ЛЕВ ХАРИТОН: “ПОКА КАСПАРОВ УЧИТ ШАХМАТАМ, КНИГОИЗДАТЕЛИ «УЧАТ» ПИРАТСТВУ!”
С тех пор прошло семь лет ...
- Лева, пришло время вновь представить вас нашим читателям. За прошедшие годы, мне кажется, вы заметно изменились, да и дети подросли. Ваша дочь, как нетрудно в этом убедиться, делает прекрасные фотографии любимого отца. Так что начать разговор логично с семьи... Интересно услышать о ваших корнях, о родстве с Юлием Борисовичем Харитоном, ученым с мировым именем?
- Да, но прежде я хочу поблагодарить вашу газету, читателем которой являюсь вот уже почти восемь лет.Что и говорить, время идет, причем довольно быстро. Никто из нас не молодеет, но, как поется в известной песне, «мои года – мое богатство», поэтому жаловаться не приходится. Но правда, в жизни каждого человека положительный опыт всегда сосуществует с отрицательным, а приятные эмоции – с негативными ощущениями. И всё это в общем-то называется жизнью.Это как волны моря – приливы и отливы. Касательно корней могу сказать, что мои родители провели начало жизни на Украине, отец родился в Киеве, мать - в Черкассах. Там и поженились в 1928 году. В 1929-м родился старший брат, а в 1930-м они все переехали в Москву, включая почти всю родню с обеих сторон. Антисемитизм, расцветавший в те годы на Украине, жутчайший голод. В Бабьем Яру погибли многие родственники моего отца. Так что это интервью сегодня могло бы и не состояться! Изгибы судьбы непредсказуемы. Относительно выдающегося ученого Юлия Борисовича Харитона я знаю очень мало. Он был двоюродным братом моего отца, и, насколько мне известно, его семья, то есть его родители имели петербургские корни. По понятным обстоятельствам, в советские времена его имя было засекречено. Мы видели его фамилию в газетах обычно, в некрологах под словами «группа товарищей», когда умирал кто-то из ученых . Он, полагаю, был человеком предельно лояльным режиму – и при Сталине, и при Хрущеве, и при Брежневе. Всегда подписывал какие-то воззвания. Мой отец гордился своим кузеном, нередко говорил: вот он какой у меня, трижды Герой соцтруда, у самого Резерфорда работал в Кавендише. Но никаких контактов у нас с ним не было – Юлий Борисович жил в Арзамасе, закрытом ото всех городе.

:: Задание ::
Можете перепечатать интервью со Львом Харитоном целиком, слово в слово и без единого изменения?

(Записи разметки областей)
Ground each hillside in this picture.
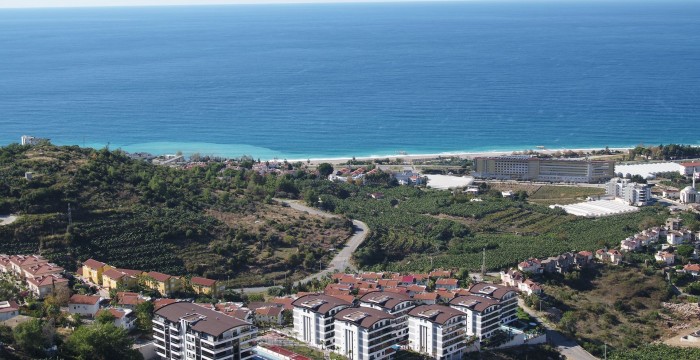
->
[0,144,351,286]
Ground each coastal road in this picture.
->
[518,298,598,360]
[241,199,369,293]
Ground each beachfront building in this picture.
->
[605,178,651,206]
[408,305,467,360]
[292,294,352,349]
[153,302,258,360]
[360,291,416,341]
[334,307,398,360]
[680,174,700,204]
[474,155,615,183]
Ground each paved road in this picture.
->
[241,199,369,293]
[518,299,598,360]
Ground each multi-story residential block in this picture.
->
[469,283,518,324]
[68,294,102,317]
[408,305,467,360]
[153,302,258,360]
[82,259,112,285]
[27,274,68,299]
[449,295,501,339]
[474,155,615,182]
[142,271,181,296]
[102,268,143,289]
[292,294,351,349]
[334,307,398,360]
[360,291,416,342]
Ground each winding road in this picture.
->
[241,199,369,293]
[518,298,598,360]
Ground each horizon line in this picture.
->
[0,0,476,10]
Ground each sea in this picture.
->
[0,0,700,160]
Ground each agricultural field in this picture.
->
[314,183,668,271]
[0,145,352,286]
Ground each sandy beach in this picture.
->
[310,148,632,165]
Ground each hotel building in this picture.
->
[474,155,615,182]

:: Правильный результат ::
ЛЕВ ХАРИТОН: “ПОКА КАСПАРОВ УЧИТ ШАХМАТАМ, КНИГОИЗДАТЕЛИ «УЧАТ» ПИРАТСТВУ!”
С тех пор прошло семь лет ...
- Лева, пришло время вновь представить вас нашим читателям. За прошедшие годы, мне кажется, вы заметно изменились, да и дети подросли. Ваша дочь, как нетрудно в этом убедиться, делает прекрасные фотографии любимого отца. Так что начать разговор логично с семьи... Интересно услышать о ваших корнях, о родстве с Юлием Борисовичем Харитоном, ученым с мировым именем?
- Да, но прежде я хочу поблагодарить вашу газету, читателем которой являюсь вот уже почти восемь лет.Что и говорить, время идет, причем довольно быстро. Никто из нас не молодеет, но, как поется в известной песне, «мои года – мое богатство», поэтому жаловаться не приходится. Но правда, в жизни каждого человека положительный опыт всегда сосуществует с отрицательным, а приятные эмоции – с негативными ощущениями. И всё это в общем-то называется жизнью.Это как волны моря – приливы и отливы. Касательно корней могу сказать, что мои родители провели начало жизни на Украине, отец родился в Киеве, мать - в Черкассах. Там и поженились в 1928 году. В 1929-м родился старший брат, а в 1930-м они все переехали в Москву, включая почти всю родню с обеих сторон. Антисемитизм, расцветавший в те годы на Украине, жутчайший голод. В Бабьем Яру погибли многие родственники моего отца. Так что это интервью сегодня могло бы и не состояться! Изгибы судьбы непредсказуемы. Относительно выдающегося ученого Юлия Борисовича Харитона я знаю очень мало. Он был двоюродным братом моего отца, и, насколько мне известно, его семья, то есть его родители имели петербургские корни. По понятным обстоятельствам, в советские времена его имя было засекречено. Мы видели его фамилию в газетах обычно, в некрологах под словами «группа товарищей», когда умирал кто-то из ученых . Он, полагаю, был человеком предельно лояльным режиму – и при Сталине, и при Хрущеве, и при Брежневе. Всегда подписывал какие-то воззвания. Мой отец гордился своим кузеном, нередко говорил: вот он какой у меня, трижды Герой соцтруда, у самого Резерфорда работал в Кавендише. Но никаких контактов у нас с ним не было – Юлий Борисович жил в Арзамасе, закрытом ото всех городе.